** TASK DESCRIPTION **
Extract every line in the records below that contains the word "tower" and copy each one in full. Treat the match as case-sensitive.

** INFORMATION GIVEN **
#####

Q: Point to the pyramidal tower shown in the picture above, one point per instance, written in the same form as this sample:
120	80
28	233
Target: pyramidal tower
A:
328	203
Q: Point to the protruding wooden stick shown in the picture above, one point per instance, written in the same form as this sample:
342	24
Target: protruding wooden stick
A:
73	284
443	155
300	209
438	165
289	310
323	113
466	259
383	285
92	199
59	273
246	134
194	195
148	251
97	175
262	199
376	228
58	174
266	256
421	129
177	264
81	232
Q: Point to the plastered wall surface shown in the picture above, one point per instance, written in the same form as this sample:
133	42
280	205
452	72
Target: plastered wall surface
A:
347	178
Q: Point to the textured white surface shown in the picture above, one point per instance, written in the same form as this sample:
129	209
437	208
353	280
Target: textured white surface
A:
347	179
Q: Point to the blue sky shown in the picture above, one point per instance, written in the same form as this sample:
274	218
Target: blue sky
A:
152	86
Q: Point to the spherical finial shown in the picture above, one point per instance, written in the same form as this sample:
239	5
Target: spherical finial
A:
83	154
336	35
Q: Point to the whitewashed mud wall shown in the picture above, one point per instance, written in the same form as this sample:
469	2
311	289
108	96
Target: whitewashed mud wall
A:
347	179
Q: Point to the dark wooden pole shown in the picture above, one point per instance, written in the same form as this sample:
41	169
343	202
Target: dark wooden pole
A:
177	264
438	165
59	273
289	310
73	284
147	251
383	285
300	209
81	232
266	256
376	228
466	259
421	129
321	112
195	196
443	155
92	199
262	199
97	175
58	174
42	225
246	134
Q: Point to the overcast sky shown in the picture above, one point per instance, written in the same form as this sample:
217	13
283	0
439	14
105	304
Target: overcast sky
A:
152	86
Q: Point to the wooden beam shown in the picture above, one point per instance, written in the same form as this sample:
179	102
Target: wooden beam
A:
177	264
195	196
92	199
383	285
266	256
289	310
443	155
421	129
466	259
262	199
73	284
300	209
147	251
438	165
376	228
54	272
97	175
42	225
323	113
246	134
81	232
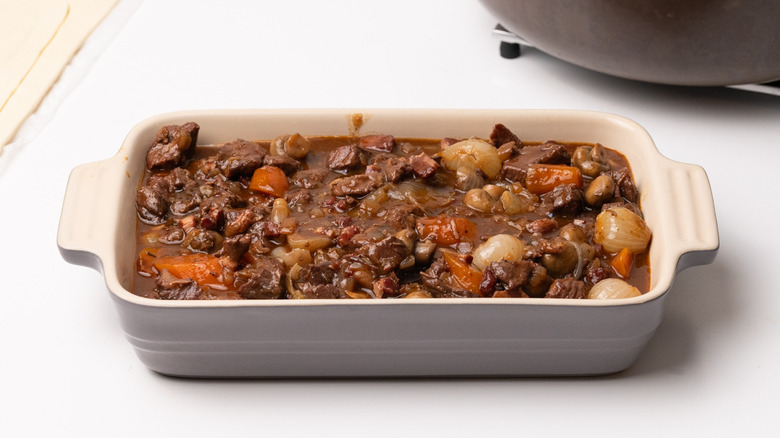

#####

** REPLY **
Q: Point to the pyramidal tower shown in the picture above, one point per instance, written in the same form as this sample:
Target: pyramidal tower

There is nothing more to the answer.